#### Given instruction:
Convert every line of the records below into a numbered list, omitting blank lines.

Coordinate annotation entries
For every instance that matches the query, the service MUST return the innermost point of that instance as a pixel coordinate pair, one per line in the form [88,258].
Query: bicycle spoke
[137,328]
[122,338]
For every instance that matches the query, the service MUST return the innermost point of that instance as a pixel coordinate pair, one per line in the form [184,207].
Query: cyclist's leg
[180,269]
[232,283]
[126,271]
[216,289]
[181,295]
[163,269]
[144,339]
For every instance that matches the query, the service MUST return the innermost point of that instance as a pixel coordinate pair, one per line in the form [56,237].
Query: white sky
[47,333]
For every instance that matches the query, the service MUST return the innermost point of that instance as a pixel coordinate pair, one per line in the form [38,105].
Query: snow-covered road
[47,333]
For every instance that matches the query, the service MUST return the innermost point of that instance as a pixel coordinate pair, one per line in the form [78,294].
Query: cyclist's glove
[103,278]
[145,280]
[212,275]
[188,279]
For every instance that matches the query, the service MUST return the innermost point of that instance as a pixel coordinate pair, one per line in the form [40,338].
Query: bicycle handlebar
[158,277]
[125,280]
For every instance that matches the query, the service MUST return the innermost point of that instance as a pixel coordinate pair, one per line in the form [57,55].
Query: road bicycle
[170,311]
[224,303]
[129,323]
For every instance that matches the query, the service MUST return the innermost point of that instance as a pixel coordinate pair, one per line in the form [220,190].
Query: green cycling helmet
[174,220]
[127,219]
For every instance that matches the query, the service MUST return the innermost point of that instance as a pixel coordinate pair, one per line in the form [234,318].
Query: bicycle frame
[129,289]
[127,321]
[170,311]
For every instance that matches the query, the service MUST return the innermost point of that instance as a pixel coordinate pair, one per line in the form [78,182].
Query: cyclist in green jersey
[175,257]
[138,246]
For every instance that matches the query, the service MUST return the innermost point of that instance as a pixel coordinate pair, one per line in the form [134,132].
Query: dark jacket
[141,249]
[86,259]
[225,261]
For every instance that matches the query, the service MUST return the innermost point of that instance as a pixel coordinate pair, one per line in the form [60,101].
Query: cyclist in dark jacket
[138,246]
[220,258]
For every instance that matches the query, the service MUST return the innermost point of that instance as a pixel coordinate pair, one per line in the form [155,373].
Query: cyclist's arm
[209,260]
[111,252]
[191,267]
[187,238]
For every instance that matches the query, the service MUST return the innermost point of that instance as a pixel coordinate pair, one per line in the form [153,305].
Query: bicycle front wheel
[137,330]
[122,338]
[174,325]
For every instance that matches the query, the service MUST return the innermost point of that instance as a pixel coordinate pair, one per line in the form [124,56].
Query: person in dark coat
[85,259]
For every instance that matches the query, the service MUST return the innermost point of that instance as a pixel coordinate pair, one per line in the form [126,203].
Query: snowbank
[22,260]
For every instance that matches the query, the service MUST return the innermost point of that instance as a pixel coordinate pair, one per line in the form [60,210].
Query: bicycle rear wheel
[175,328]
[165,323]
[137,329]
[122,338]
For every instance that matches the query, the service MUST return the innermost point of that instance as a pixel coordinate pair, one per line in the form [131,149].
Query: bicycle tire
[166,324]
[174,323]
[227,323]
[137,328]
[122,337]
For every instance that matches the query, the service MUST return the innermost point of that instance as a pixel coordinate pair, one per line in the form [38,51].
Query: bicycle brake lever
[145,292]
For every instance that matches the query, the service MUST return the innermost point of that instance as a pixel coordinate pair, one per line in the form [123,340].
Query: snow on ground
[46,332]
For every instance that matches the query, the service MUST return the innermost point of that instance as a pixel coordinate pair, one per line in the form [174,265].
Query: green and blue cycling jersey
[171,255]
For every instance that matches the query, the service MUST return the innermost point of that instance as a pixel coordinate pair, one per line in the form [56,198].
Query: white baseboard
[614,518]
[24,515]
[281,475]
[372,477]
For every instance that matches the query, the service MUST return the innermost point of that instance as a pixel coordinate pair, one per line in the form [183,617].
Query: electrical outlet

#### Full output:
1. For every instance that matches the query, the service MUST return the innermost point of that instance as a pixel coordinate pair, one per line in the form [88,258].
2. Query: bicycle spoke
3. [137,328]
4. [122,338]
5. For every instance that matches the query, the service MUST return the innermost point of that instance as a pixel coordinate pair, one per line in the form [184,207].
6. Query: cyclist's leg
7. [180,269]
8. [232,283]
9. [126,271]
10. [216,289]
11. [181,295]
12. [163,269]
13. [144,339]
14. For every instance that matches the query, the service MUST return the innermost point of that instance as a pixel coordinate pair, one per line in the form [56,237].
15. Query: white sky
16. [47,333]
17. For every instance that matches the query, the service MUST return the innermost point of that instance as a pixel coordinate pair, one per line in the form [38,105].
18. Query: snow-covered road
19. [47,333]
20. For every instance that matches the query, the service MUST return the innermost point of that instance as a pixel coordinate pair, one per line in the form [78,294].
21. Query: cyclist's glove
22. [103,278]
23. [145,280]
24. [212,275]
25. [188,279]
26. For every instance that matches the query, the service MUST return the innermost point of that instance as a pixel coordinate pair, one per line in the form [40,338].
27. Query: bicycle handlebar
28. [158,277]
29. [125,280]
30. For every instance that matches the query, the service MUST return the innermost point of that instance as a pixel coordinate pair, one per line in the form [57,55].
31. Query: road bicycle
32. [170,311]
33. [224,303]
34. [129,323]
35. For every instance that matches the query, the service MUST return the innermost point of that instance as a pixel coordinate pair, one per line in the form [220,190].
36. Query: green cycling helmet
37. [174,220]
38. [127,219]
39. For every instance that matches the query, the service MUST return the innermost point of that instance as a pixel coordinate pair, one per line in the form [234,318].
40. Query: bicycle frame
41. [129,289]
42. [127,321]
43. [170,311]
44. For every instance that matches the query, the service MUST return the innermost point of that instance as a pixel coordinate pair, one per line in the form [78,182].
45. Query: cyclist in green jersey
46. [175,257]
47. [138,246]
48. For every instance that matches the query, the service MUST return the innermost point of that instance as a pixel coordinate pair, one per line in the form [134,132].
49. Query: dark jacket
50. [141,249]
51. [86,259]
52. [225,261]
53. For every instance that matches the query, the service MUST return the innermost point of that instance as a pixel coordinate pair, one per line in the form [60,101].
54. Query: cyclist in dark jacket
55. [138,246]
56. [220,258]
57. For every instance that matches the query, the service MUST return the innermost point of that instance as a pixel coordinate pair, one per line in the form [155,373].
58. Query: cyclist's arm
59. [209,260]
60. [111,252]
61. [191,267]
62. [187,238]
63. For every instance that matches the query, the service MUST return the innermost point of that instance as a pixel coordinate pair, one per line in the form [153,305].
64. Query: bicycle front wheel
65. [137,330]
66. [122,338]
67. [174,325]
68. For every instance that matches the query, the service MUST return the innermost point of that instance as a pixel coordinate pair, one per line in the form [124,56].
69. Query: person in dark coat
70. [85,259]
71. For every instance that matches the query, the service MUST return the innermost point of that instance as a pixel coordinate pair, one per line in the form [126,203].
72. Query: snowbank
73. [22,260]
74. For every instance that matches the query, the service MUST return the innermost point of that instance as a pixel coordinate pair, one per line in the form [60,210].
75. Query: bicycle rear wheel
76. [175,328]
77. [165,323]
78. [137,329]
79. [122,338]
80. For every instance that matches the query, the service MUST return the innermost point of that instance as a pixel coordinate pair, one per line in the form [131,149].
81. Query: bicycle tire
82. [166,324]
83. [174,323]
84. [227,323]
85. [137,328]
86. [122,337]
87. For every instance that matches the query, the service MUST return the innermost point of that instance as a pixel coordinate pair, one per line in the form [38,51].
88. Query: bicycle brake lever
89. [145,292]
90. For every instance that matches the query, the service MUST return the innermost point of that instance as a pixel coordinate pair, one per line in the form [123,340].
91. Query: snow on ground
92. [46,332]
93. For every instance that matches the query, the service MUST return the innermost point of that instance as a pixel coordinate pair, one per line in the form [174,265].
94. Query: green and blue cycling jersey
95. [171,255]
96. For every instance that matches the query, the service MUST return the innermost point of that instance as a pixel coordinate pair, one per line in the form [56,198].
97. Query: white baseboard
98. [614,518]
99. [24,515]
100. [281,475]
101. [372,477]
102. For every instance that matches the query, the service MUST return the innermost point of that instance as a pixel coordinate pair, one per line in the form [183,617].
103. Query: electrical outlet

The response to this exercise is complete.